To do - Each record must be printed again exactly as given.

Exercise data -
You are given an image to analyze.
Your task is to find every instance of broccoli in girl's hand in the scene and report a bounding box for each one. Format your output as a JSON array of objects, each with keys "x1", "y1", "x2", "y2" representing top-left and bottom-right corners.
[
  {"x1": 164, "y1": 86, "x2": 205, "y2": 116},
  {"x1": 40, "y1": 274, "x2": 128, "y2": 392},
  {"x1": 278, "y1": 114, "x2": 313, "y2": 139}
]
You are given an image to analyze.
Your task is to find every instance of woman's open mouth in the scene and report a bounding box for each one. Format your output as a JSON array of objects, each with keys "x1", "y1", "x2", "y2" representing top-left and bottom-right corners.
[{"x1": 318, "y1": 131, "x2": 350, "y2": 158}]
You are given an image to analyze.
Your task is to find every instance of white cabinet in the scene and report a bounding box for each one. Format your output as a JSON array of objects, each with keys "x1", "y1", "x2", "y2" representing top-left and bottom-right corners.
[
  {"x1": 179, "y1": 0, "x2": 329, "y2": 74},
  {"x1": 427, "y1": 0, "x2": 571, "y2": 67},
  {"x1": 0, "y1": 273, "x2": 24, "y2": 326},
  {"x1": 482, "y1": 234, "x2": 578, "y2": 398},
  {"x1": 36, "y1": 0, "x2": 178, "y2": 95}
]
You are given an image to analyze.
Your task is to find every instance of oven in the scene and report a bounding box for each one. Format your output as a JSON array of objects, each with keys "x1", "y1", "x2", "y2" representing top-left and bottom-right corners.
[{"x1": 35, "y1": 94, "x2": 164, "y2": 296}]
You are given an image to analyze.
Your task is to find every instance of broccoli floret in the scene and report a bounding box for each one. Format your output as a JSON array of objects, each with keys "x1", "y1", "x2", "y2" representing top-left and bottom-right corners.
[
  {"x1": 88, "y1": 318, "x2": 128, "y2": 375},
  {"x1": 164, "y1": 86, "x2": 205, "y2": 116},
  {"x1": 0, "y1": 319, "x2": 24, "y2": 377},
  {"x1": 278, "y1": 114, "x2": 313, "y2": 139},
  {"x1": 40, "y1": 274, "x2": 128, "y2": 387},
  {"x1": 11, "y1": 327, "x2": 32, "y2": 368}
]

Your solution -
You are given an image to analyze.
Your task is to find every instance of broccoli in girl's hand in the scene and report a bounding box for each one. Format your output as a JSON array of objects, each with keys "x1", "y1", "x2", "y2" representing top-left and bottom-right corners.
[
  {"x1": 164, "y1": 86, "x2": 205, "y2": 116},
  {"x1": 40, "y1": 274, "x2": 128, "y2": 392},
  {"x1": 278, "y1": 114, "x2": 313, "y2": 139}
]
You are given an image to analyze.
Your task is to find every instance of woman's open mouth in the scene and report a bounding box for each one. Format your output as a JSON array of objects, each with keys "x1", "y1", "x2", "y2" representing top-left and bottom-right corners.
[{"x1": 318, "y1": 131, "x2": 350, "y2": 158}]
You are given an image to analyze.
Your task is to find every instance of white cabinet in the scene and report a bounding box for each one. Format your output as a JSON array of objects, each with keys "x1", "y1", "x2", "y2" representing top-left and bottom-right corners.
[
  {"x1": 179, "y1": 0, "x2": 329, "y2": 74},
  {"x1": 427, "y1": 0, "x2": 571, "y2": 67},
  {"x1": 0, "y1": 273, "x2": 24, "y2": 326},
  {"x1": 482, "y1": 234, "x2": 578, "y2": 398},
  {"x1": 36, "y1": 0, "x2": 178, "y2": 95}
]
You are given an image to analyze.
Your task is to find every instance of oven in the scene and report a bounding box for each one. Format your output as a JSON array of objects, each with keys "x1", "y1", "x2", "y2" representing top-left and bottom-right corners.
[{"x1": 35, "y1": 94, "x2": 164, "y2": 296}]
You are given an image to analyze.
Your task is to find every instance of broccoli floret in the scene and report a bounding box for each one. Format your output as a JSON array of objects, each with keys "x1", "y1", "x2", "y2" representing top-left and bottom-right corners.
[
  {"x1": 88, "y1": 318, "x2": 128, "y2": 375},
  {"x1": 164, "y1": 86, "x2": 205, "y2": 116},
  {"x1": 0, "y1": 319, "x2": 24, "y2": 377},
  {"x1": 278, "y1": 114, "x2": 313, "y2": 139},
  {"x1": 40, "y1": 274, "x2": 128, "y2": 387},
  {"x1": 11, "y1": 327, "x2": 32, "y2": 368}
]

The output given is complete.